• Extracted entries
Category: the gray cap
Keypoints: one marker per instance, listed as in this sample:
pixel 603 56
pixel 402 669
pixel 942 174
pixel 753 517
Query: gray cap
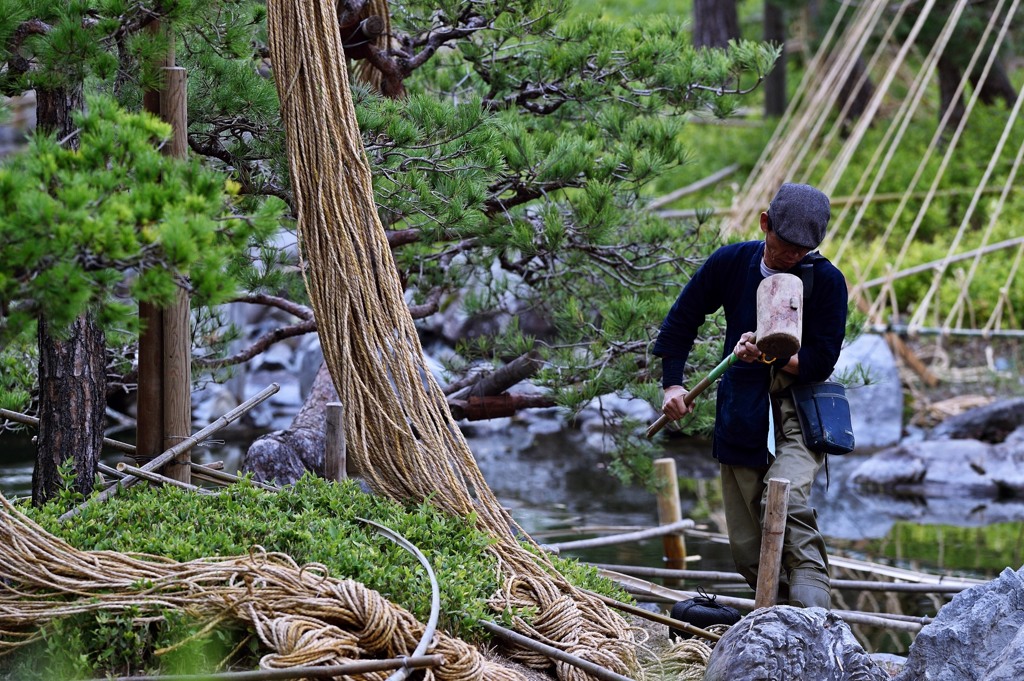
pixel 799 214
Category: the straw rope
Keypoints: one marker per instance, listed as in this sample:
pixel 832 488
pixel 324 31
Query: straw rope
pixel 302 615
pixel 400 432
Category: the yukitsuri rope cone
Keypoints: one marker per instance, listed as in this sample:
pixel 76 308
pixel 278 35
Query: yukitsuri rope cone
pixel 399 431
pixel 300 613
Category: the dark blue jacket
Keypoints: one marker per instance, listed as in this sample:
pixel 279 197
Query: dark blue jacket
pixel 728 280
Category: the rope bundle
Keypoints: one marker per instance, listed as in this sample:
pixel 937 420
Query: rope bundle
pixel 400 433
pixel 42 579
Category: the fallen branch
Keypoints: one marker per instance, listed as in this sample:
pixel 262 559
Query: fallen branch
pixel 693 187
pixel 180 448
pixel 625 538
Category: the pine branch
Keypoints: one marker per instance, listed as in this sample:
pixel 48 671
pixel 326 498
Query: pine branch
pixel 261 344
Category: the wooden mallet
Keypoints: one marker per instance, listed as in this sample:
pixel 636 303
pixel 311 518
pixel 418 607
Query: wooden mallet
pixel 780 316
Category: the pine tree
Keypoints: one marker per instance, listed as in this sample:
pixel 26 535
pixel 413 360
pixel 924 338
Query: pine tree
pixel 511 150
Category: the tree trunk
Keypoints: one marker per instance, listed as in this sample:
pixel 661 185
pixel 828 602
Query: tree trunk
pixel 715 23
pixel 996 86
pixel 72 364
pixel 72 400
pixel 774 32
pixel 859 89
pixel 949 78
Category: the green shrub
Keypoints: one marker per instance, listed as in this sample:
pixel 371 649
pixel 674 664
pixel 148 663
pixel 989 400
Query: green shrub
pixel 312 521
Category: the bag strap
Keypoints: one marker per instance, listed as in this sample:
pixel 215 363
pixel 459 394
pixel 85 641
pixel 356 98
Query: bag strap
pixel 806 272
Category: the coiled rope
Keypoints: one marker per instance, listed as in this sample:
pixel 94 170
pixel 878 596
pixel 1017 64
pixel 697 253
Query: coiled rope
pixel 399 431
pixel 301 614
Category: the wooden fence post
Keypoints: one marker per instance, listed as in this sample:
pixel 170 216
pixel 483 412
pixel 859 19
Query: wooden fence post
pixel 669 512
pixel 772 535
pixel 335 457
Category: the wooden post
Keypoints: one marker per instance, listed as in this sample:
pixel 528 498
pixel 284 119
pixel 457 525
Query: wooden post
pixel 335 456
pixel 669 512
pixel 771 543
pixel 150 398
pixel 177 317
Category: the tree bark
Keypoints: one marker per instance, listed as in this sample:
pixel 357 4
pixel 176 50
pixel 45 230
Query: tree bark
pixel 949 78
pixel 715 23
pixel 774 32
pixel 72 399
pixel 857 87
pixel 72 364
pixel 995 86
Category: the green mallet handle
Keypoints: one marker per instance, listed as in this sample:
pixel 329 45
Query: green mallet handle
pixel 713 376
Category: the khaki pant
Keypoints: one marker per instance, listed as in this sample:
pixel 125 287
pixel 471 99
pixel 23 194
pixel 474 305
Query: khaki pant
pixel 804 579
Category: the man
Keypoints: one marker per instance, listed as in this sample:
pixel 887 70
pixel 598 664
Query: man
pixel 756 389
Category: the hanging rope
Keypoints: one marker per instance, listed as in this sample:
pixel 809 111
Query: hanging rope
pixel 400 432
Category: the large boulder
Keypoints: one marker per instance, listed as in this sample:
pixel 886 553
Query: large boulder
pixel 785 643
pixel 992 423
pixel 951 468
pixel 977 636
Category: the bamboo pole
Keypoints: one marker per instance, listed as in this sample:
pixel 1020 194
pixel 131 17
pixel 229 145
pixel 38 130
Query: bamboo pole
pixel 772 535
pixel 327 672
pixel 162 479
pixel 619 539
pixel 17 417
pixel 157 463
pixel 638 587
pixel 735 578
pixel 667 482
pixel 510 636
pixel 214 475
pixel 859 565
pixel 693 187
pixel 335 460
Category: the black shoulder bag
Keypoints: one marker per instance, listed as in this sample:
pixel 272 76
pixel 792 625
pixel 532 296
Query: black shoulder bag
pixel 824 417
pixel 822 408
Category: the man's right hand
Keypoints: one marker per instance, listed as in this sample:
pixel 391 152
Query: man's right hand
pixel 674 407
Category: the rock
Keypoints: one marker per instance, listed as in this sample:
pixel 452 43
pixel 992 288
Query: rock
pixel 784 643
pixel 975 637
pixel 877 409
pixel 952 468
pixel 992 423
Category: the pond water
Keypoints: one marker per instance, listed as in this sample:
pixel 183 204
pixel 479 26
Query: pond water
pixel 553 483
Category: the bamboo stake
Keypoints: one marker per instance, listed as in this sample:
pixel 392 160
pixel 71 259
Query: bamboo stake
pixel 348 669
pixel 669 512
pixel 214 475
pixel 162 479
pixel 17 417
pixel 183 445
pixel 771 542
pixel 710 180
pixel 860 565
pixel 620 539
pixel 510 636
pixel 334 457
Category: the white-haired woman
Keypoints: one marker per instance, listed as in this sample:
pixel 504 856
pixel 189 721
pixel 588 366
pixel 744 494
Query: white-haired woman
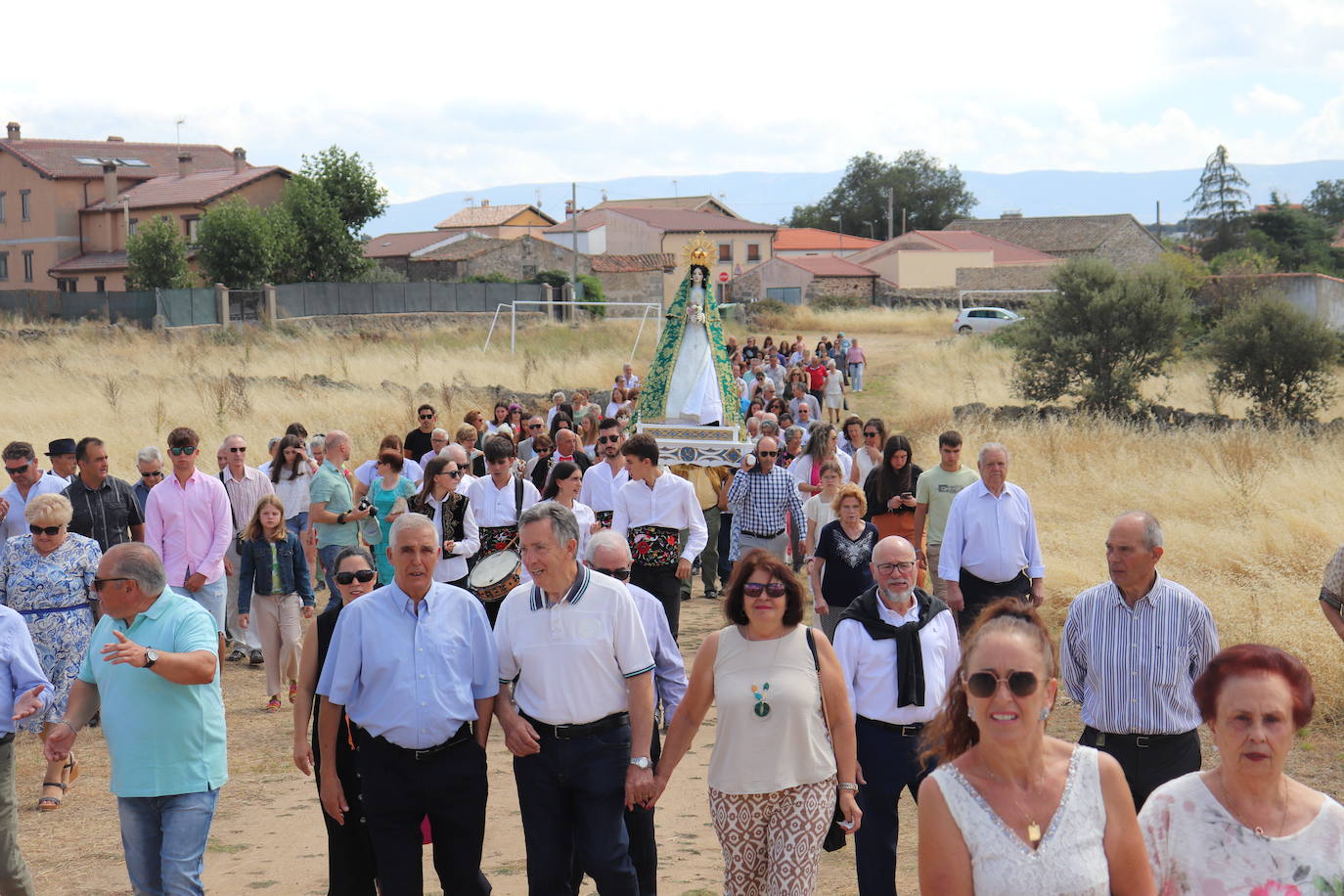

• What is asked
Reproduce all of the entries above line for line, leaving out the pictures.

• Task solution
Category: the gray cap
Keypoints: one marker per instance, listed as in this sample:
pixel 603 56
pixel 402 669
pixel 942 174
pixel 753 517
Query: gray cap
pixel 799 214
Category: the straw rope
Keypoints: one marker per instance, listed as in this sample:
pixel 832 488
pixel 324 31
Query: straw rope
pixel 302 615
pixel 400 432
Category: the yukitsuri rope cone
Keypoints: one marker per instance, listed as in this sample:
pixel 76 308
pixel 278 35
Query: yukitsuri rope cone
pixel 399 431
pixel 300 613
Category: the dark blue jacket
Keypoints: one marker per instance, listed as in this sample:
pixel 279 197
Query: dark blue jacket
pixel 728 280
Category: the rope bundle
Keypoints: one marker per instance, listed as in this sample:
pixel 937 420
Query: rope bundle
pixel 400 433
pixel 42 579
Category: the fallen branch
Keypoints: one marker per instance, listed as in this sample:
pixel 262 559
Query: fallen branch
pixel 693 187
pixel 180 448
pixel 625 538
Category: the pine branch
Keypoints: one marker per instance, listed as in this sample:
pixel 48 671
pixel 326 498
Query: pine branch
pixel 261 344
Category: the wooden mallet
Keypoints: one marker per instance, listed as in this sample:
pixel 636 303
pixel 311 518
pixel 418 607
Query: wooden mallet
pixel 780 316
Category: the pine tree
Keypoints: one marker per instance, listed as in this sample:
pixel 26 535
pixel 413 360
pixel 924 338
Query: pine tree
pixel 511 150
Category: the tree trunk
Keypoints: one marker per instance, listed as in this sample:
pixel 661 185
pixel 828 602
Query: tree trunk
pixel 715 23
pixel 996 86
pixel 72 364
pixel 72 400
pixel 774 32
pixel 859 89
pixel 949 78
Category: the green shrub
Keypoints: one marker per instance, listed as in this sample:
pixel 371 649
pixel 674 664
pixel 148 663
pixel 989 400
Query: green shrub
pixel 312 521
Category: the bag strap
Keypoints: one marker per instance, listed as in this sample:
pixel 215 363
pixel 459 394
pixel 85 641
pixel 356 98
Query: bag strap
pixel 806 272
Category: the coiled rope
Keypoints: one marker per instance, listed as in this sample:
pixel 94 170
pixel 878 596
pixel 1017 64
pixel 697 253
Query: coiled rope
pixel 399 431
pixel 301 614
Category: the wooden fence post
Keypoints: one marker per instance, listed as in this sample:
pixel 170 216
pixel 483 412
pixel 859 19
Query: wooden fence post
pixel 669 512
pixel 772 535
pixel 335 457
Category: the wooden post
Keypoints: one marker per instance, listed as in this sample:
pixel 528 498
pixel 284 119
pixel 457 525
Query: wooden post
pixel 335 456
pixel 669 512
pixel 771 543
pixel 150 398
pixel 177 317
Category: the tree bark
Keypoints: one marker per instance, listed as in this sample:
pixel 357 4
pixel 176 50
pixel 45 230
Query: tree bark
pixel 949 78
pixel 715 23
pixel 774 32
pixel 72 399
pixel 857 87
pixel 72 364
pixel 995 86
Category: the green mallet handle
Keypoints: one marker per instance, listed as in this sample:
pixel 329 45
Query: green mallet handle
pixel 713 376
Category: the khaki pant
Keypoints: one marker per instance, listed as in this sample:
pixel 125 287
pixel 471 99
pixel 23 194
pixel 474 305
Query: khaki pant
pixel 804 579
Category: the man
Keypoints: one marker per instance, listed as in this sample:
pixel 887 70
pixel 598 664
Query: man
pixel 756 389
Category: the hanging rope
Keypoints: one marker per instance, listed as in this sample:
pixel 809 111
Query: hanging rope
pixel 400 432
Category: the large boulder
Keypoints: one marker per instance, listed as in this sample:
pixel 886 553
Query: large boulder
pixel 785 643
pixel 992 423
pixel 951 468
pixel 977 636
Category: the bamboo pole
Keypoints: one marker per instance, listed as in this sample:
pixel 1020 194
pixel 131 17
pixel 229 145
pixel 38 130
Query: bamboo pole
pixel 772 535
pixel 327 672
pixel 162 479
pixel 619 539
pixel 17 417
pixel 157 463
pixel 638 587
pixel 735 578
pixel 667 482
pixel 510 636
pixel 214 475
pixel 859 565
pixel 693 187
pixel 335 460
Category: the black shoulder bag
Keypoints: one marker per instance, listed as in this sample:
pixel 272 76
pixel 792 625
pixel 532 296
Query: black shoulder bag
pixel 824 417
pixel 822 408
Category: the man's right hand
Keypoints: one marker per instance, listed as in this sample:
pixel 391 152
Query: man's right hand
pixel 674 407
Category: the rock
Keypoints: one marker per instance, listed as in this sample:
pixel 452 43
pixel 992 288
Query: rock
pixel 784 643
pixel 975 637
pixel 877 409
pixel 952 468
pixel 992 423
Category: the pond water
Keypoints: one marker per instance, listed as in this sample:
pixel 183 204
pixel 479 26
Query: pond water
pixel 553 483
Category: the bamboo stake
Keypoints: one marker per instance, listed as in this sample:
pixel 392 160
pixel 71 259
Query: bamboo stake
pixel 348 669
pixel 669 512
pixel 214 475
pixel 162 479
pixel 17 417
pixel 183 445
pixel 771 542
pixel 710 180
pixel 860 565
pixel 620 539
pixel 510 636
pixel 334 457
Category: the white-haired woman
Keypoints: one marker per instance, listed as in this sample:
pixel 504 856
pixel 189 721
pixel 588 366
pixel 744 494
Query: white-haired woman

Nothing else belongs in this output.